**WRITTEN TASK**
Rename "Point coordinates" as "Marked positions" wherever it occurs in the lines below, leaving everything else unchanged. Write all the lines out again, but leave out the pictures.

>> BEGIN DATASET RECORDS

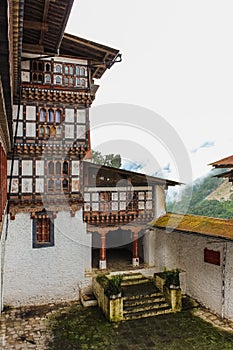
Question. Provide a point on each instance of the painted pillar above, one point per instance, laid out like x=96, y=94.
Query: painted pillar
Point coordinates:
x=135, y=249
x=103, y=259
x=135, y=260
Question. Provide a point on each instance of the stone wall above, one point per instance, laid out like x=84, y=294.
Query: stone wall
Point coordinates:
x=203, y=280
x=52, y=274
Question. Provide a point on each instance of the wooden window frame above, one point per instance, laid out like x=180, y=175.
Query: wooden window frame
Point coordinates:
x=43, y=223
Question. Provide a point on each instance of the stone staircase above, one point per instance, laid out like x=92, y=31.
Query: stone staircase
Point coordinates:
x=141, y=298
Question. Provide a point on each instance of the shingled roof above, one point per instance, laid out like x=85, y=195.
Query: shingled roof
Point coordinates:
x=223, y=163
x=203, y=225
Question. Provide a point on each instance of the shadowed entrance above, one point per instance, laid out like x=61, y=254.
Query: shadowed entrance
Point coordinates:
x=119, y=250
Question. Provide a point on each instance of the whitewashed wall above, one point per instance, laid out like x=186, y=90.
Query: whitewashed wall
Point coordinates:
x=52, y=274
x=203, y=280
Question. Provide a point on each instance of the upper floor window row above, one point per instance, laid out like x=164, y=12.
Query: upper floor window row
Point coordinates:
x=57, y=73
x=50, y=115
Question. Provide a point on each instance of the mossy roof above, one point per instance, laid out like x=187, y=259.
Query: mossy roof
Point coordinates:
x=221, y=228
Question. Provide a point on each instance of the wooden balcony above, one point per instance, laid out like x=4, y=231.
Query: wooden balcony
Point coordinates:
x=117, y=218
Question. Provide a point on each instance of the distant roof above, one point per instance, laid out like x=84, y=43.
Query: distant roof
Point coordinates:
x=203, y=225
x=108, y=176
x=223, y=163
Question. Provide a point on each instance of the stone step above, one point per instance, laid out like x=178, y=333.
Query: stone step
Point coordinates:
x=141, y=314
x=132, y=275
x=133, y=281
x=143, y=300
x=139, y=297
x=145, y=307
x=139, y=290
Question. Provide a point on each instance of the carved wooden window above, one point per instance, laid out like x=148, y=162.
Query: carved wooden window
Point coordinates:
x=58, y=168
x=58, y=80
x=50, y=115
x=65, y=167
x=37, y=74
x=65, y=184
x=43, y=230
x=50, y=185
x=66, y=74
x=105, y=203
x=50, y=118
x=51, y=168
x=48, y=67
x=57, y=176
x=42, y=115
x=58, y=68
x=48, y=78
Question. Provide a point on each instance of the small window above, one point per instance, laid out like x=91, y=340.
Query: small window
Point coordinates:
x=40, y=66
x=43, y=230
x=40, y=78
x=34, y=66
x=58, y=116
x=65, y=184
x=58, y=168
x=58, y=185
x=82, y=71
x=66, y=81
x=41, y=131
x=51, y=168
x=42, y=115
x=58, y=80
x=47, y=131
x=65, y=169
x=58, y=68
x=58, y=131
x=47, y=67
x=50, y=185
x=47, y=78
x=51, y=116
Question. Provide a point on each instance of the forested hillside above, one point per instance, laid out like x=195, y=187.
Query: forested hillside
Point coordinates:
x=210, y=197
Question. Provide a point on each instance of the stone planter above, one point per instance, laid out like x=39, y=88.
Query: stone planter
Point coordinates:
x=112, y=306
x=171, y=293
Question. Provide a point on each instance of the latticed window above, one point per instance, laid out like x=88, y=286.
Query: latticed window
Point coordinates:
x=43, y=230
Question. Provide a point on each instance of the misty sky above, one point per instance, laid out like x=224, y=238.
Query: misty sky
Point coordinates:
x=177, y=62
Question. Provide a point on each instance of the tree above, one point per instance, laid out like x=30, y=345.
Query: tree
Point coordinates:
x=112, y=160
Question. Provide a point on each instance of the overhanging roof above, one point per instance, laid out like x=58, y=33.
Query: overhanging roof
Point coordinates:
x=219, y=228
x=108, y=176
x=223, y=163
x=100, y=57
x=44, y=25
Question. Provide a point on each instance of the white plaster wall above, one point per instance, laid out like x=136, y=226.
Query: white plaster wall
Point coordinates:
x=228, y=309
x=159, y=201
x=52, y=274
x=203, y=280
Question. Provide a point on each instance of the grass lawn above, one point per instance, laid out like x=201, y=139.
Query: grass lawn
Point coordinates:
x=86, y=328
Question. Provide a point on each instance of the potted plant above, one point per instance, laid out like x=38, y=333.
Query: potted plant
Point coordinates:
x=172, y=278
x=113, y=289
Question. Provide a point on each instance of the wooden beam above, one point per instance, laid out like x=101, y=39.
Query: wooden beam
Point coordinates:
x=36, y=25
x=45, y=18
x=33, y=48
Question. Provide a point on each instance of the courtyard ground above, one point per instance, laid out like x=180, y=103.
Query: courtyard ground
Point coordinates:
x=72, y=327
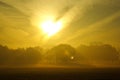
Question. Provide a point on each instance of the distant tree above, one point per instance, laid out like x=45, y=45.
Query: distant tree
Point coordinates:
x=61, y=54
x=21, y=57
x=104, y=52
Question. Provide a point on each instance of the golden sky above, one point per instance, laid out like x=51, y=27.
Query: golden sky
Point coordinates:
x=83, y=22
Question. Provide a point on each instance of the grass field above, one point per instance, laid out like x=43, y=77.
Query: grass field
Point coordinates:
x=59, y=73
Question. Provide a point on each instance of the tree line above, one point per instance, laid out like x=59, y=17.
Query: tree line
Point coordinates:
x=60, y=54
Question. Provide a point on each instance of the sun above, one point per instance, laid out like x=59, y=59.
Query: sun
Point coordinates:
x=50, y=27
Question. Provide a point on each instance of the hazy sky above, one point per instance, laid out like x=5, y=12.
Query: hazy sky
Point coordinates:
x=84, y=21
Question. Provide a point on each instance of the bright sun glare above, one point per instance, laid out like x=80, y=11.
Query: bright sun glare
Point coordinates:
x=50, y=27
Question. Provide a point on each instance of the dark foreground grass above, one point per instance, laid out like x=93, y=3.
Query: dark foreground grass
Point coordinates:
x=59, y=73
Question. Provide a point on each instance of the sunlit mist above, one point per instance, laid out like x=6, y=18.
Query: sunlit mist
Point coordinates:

>> END DATASET RECORDS

**RESULT**
Question. Provide a point on each instance of the painted pillar above, one point per instance, laid out like x=96, y=94.
Query: painted pillar
Marked positions:
x=135, y=249
x=103, y=259
x=135, y=260
Question. Provide a point on each instance of the stone wall above, one point per instance, laid out like x=84, y=294.
Query: stone wall
Marked positions:
x=203, y=280
x=52, y=274
Question. Provide a point on each instance of the wooden window frame above, one point per instance, laid out like x=180, y=175.
Query: wooden window frame
Marked positions:
x=43, y=223
Question. Provide a point on each instance of the stone staircase above, one point per instance, laid out like x=92, y=31.
Query: stone staircase
Marked positions:
x=141, y=298
Question. Provide a point on each instance of the shingled roof above, one point per instance, laid out like x=85, y=195.
Query: shingled roof
Marked positions:
x=223, y=163
x=203, y=225
Question. Provide a point on each instance of the shadowed entrance above, one point per instance, laid out like x=61, y=254.
Query: shadowed entrance
Marked positions:
x=119, y=250
Question. Provide a point on each instance of the whitewashed wall above, one point per instance, laid out like x=186, y=90.
Query: whitewashed wall
Marked positions:
x=52, y=274
x=203, y=280
Question. Provide a point on each instance of the upper floor window row above, one point per instance, laid out like x=164, y=12.
Query: upper floor window row
Marked positions:
x=57, y=73
x=50, y=115
Question. Provide a point on each instance of the mossy roof above, one point per instance, laid out like x=187, y=259.
Query: mossy roof
Marked positions:
x=221, y=228
Question. Provide a point on each instance of the wooden balcony above, one point per instance, laid out like x=4, y=231.
Query: wooden balcony
Marked positions:
x=117, y=218
Question. Provide a point on each instance of the distant roof above, one point per instance, laid out like x=84, y=43.
Query: distant roof
Marked positions:
x=203, y=225
x=108, y=176
x=223, y=163
Question. Provide a point on each instance of the stone step above, one point per instance, laid out like x=178, y=333.
Query: stone step
Marked positions:
x=141, y=314
x=132, y=275
x=133, y=281
x=143, y=300
x=139, y=297
x=145, y=307
x=139, y=290
Question. Provide a point on each instance of the carved wooden window above, one point per instance, laid out like x=148, y=162.
Query: carved wooden window
Marked positions:
x=58, y=168
x=58, y=80
x=50, y=115
x=65, y=167
x=37, y=74
x=65, y=184
x=43, y=230
x=50, y=185
x=66, y=74
x=105, y=203
x=50, y=118
x=51, y=168
x=48, y=67
x=57, y=176
x=42, y=115
x=58, y=68
x=48, y=78
Question. Provide a point on each instance of the small window above, one point per instance, laid out like x=91, y=340.
Query: small window
Marked positions:
x=40, y=66
x=43, y=230
x=40, y=78
x=34, y=66
x=58, y=116
x=65, y=184
x=58, y=168
x=58, y=185
x=82, y=71
x=66, y=81
x=41, y=131
x=51, y=168
x=42, y=115
x=58, y=80
x=47, y=131
x=65, y=169
x=58, y=68
x=58, y=131
x=47, y=67
x=50, y=185
x=47, y=78
x=51, y=116
Question. Provide a point on each instance of the forested hillside above, one point per instance, laid out like x=195, y=187.
Query: forested hillside
Marked positions:
x=210, y=197
Question. Provide a point on each instance of the stone planter above, one point per instance, laid out like x=39, y=88.
Query: stone planter
Marked positions:
x=112, y=306
x=171, y=293
Question. Provide a point on each instance of the latticed window above, one point per instance, laid out like x=88, y=286.
Query: latticed window
Marked positions:
x=43, y=230
Question. Provide a point on each instance of the misty sky above, one point per instance, laid out like x=224, y=238.
Query: misty sky
Marked positions:
x=177, y=62
Question. Provide a point on each instance of the tree above, one point per instance, laid out like x=30, y=345.
Query: tree
Marked positions:
x=112, y=160
Question. Provide a point on each instance of the overhanging roof above, one point per instance, laid out like x=58, y=33.
Query: overhanging roof
Marked positions:
x=219, y=228
x=108, y=176
x=223, y=163
x=100, y=57
x=44, y=25
Question. Provide a point on each instance of the white plaster wall above, one point per instance, laid out like x=136, y=226.
Query: white plaster wall
Marked positions:
x=228, y=309
x=159, y=201
x=52, y=274
x=203, y=280
Question. Provide a point on each instance of the grass lawn above, one point per instance, laid out like x=201, y=139.
Query: grass lawn
Marked positions:
x=86, y=328
Question. Provide a point on each instance of the potted plant above, one point per instance, laid out like x=38, y=333.
Query: potted plant
Marked positions:
x=172, y=278
x=113, y=289
Question. Provide a point on each instance of the wooden beam above, one point per instance, laid out like x=101, y=39.
Query: wooden beam
Marked positions:
x=36, y=25
x=45, y=18
x=33, y=48
Question. Provide a point on each instance of the courtyard ground above, one point per instance, laid out like x=180, y=103.
Query: courtyard ground
Marked positions:
x=72, y=327
Question. Provide a point on each instance of the distant tree above, one point per instance, laid out like x=45, y=45.
Query: distant tree
Marked positions:
x=61, y=54
x=21, y=57
x=104, y=52
Question. Provide a point on each instance of the golden sky above, one point per instance, laid out like x=51, y=27.
Query: golden sky
Marked positions:
x=83, y=22
Question. Provide a point on each instance of the grass field above, one point per instance, laid out like x=43, y=77.
Query: grass field
Marked positions:
x=59, y=73
Question. Provide a point on each instance of the tree line above, one point per instance, laid out like x=59, y=17.
Query: tree line
Marked positions:
x=60, y=54
Question. Provide a point on each instance of the sun above, one point per instance, laid out like x=59, y=59.
Query: sun
Marked positions:
x=50, y=27
Question. Provide a point on each instance of the hazy sky above, one point per instance, laid out like x=5, y=12.
Query: hazy sky
Marked positions:
x=84, y=21
Question. Provide a point on each instance of the bright sun glare above, one point per instance, laid out like x=80, y=11.
Query: bright sun glare
Marked positions:
x=50, y=27
Question. Provide a point on each instance of the dark foreground grass above, one point per instance, laid out like x=93, y=3.
Query: dark foreground grass
Marked positions:
x=59, y=73
Question. Provide a point on each instance of the sunlit mist above, one point per instance, laid out like x=6, y=18.
Query: sunlit mist
Marked positions:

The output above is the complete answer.